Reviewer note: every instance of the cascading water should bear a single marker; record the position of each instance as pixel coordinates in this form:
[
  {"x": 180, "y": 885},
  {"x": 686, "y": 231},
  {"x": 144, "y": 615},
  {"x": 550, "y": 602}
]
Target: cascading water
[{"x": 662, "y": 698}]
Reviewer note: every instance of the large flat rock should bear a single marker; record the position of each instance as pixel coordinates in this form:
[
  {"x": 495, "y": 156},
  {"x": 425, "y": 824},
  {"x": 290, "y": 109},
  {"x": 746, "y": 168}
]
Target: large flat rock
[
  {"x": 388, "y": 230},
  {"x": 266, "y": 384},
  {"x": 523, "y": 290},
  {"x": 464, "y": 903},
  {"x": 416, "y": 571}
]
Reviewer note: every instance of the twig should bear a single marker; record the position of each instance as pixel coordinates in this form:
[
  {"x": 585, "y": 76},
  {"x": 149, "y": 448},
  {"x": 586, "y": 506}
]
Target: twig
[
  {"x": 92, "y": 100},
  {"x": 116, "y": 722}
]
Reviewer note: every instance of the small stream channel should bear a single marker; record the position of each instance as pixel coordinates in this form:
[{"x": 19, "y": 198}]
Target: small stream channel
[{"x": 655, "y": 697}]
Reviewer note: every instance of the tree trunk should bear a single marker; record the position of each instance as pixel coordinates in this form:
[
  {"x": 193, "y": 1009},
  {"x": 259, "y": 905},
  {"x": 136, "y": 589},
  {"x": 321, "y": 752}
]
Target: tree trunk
######
◆ **Set problem**: Please copy out every line of the material above word for word, leaving nothing out and changing nothing.

◆ **Task output**:
Reviewer note: every instance of the cascading water should bear a single marker; record the position of each instance as pixel coordinates in this form:
[
  {"x": 180, "y": 885},
  {"x": 686, "y": 231},
  {"x": 144, "y": 615},
  {"x": 550, "y": 602}
]
Target: cascading water
[{"x": 662, "y": 698}]
Reviewer note: every instance of the large flat rock should bear a single marker; record the position of each instance as pixel coordinates in this form:
[
  {"x": 495, "y": 156},
  {"x": 425, "y": 824},
  {"x": 290, "y": 109},
  {"x": 746, "y": 168}
]
Target: large flat rock
[
  {"x": 388, "y": 230},
  {"x": 266, "y": 384},
  {"x": 523, "y": 290},
  {"x": 464, "y": 903},
  {"x": 416, "y": 571}
]
Reviewer note: every instance of the twig should bear a single marker; record the position of each instance as pixel coordinates in this form:
[
  {"x": 585, "y": 76},
  {"x": 149, "y": 448},
  {"x": 586, "y": 506}
]
Target: twig
[
  {"x": 92, "y": 100},
  {"x": 116, "y": 722}
]
Reviewer note: every instance of the small stream channel should bear a single marker; record the position of each instance as pixel coordinates in this form:
[{"x": 19, "y": 198}]
Target: small stream channel
[{"x": 655, "y": 697}]
Reviewer note: every instance of the tree trunk should bear a single marker; record the position of each instance as pixel coordinates in this form:
[
  {"x": 193, "y": 1009},
  {"x": 259, "y": 905},
  {"x": 136, "y": 589},
  {"x": 321, "y": 752}
]
Target: tree trunk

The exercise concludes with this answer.